* **EXERCISE GOAL**: Please give the number of lines in the listing that include the word "photo", with no other words.

* **INPUT FOR THIS TASK**:
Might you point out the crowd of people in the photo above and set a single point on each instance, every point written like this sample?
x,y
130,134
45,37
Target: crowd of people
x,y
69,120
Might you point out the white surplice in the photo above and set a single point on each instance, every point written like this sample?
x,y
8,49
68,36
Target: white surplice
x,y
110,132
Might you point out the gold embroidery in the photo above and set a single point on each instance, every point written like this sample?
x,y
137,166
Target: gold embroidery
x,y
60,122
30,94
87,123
==
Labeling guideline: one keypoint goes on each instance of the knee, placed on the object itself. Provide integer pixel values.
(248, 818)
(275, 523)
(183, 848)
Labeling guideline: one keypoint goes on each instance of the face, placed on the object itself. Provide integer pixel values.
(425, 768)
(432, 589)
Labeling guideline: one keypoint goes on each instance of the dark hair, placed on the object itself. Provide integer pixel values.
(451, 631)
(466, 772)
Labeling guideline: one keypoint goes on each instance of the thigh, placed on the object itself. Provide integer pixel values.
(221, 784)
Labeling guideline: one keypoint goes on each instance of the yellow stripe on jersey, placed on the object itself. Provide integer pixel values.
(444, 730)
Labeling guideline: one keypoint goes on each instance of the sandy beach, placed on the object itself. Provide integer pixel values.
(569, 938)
--
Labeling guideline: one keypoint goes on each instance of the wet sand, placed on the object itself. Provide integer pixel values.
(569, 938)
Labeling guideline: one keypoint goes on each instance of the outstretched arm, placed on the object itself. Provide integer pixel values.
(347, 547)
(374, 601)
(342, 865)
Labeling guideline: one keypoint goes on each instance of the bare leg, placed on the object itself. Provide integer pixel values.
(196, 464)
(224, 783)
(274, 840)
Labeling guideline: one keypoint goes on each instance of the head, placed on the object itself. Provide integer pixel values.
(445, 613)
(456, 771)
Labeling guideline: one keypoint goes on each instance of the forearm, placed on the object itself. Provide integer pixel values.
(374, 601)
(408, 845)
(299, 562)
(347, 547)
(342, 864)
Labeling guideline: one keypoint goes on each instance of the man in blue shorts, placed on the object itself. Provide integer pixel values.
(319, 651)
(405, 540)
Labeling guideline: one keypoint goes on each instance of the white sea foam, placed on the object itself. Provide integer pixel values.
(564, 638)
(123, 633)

* **TASK OUTPUT**: 3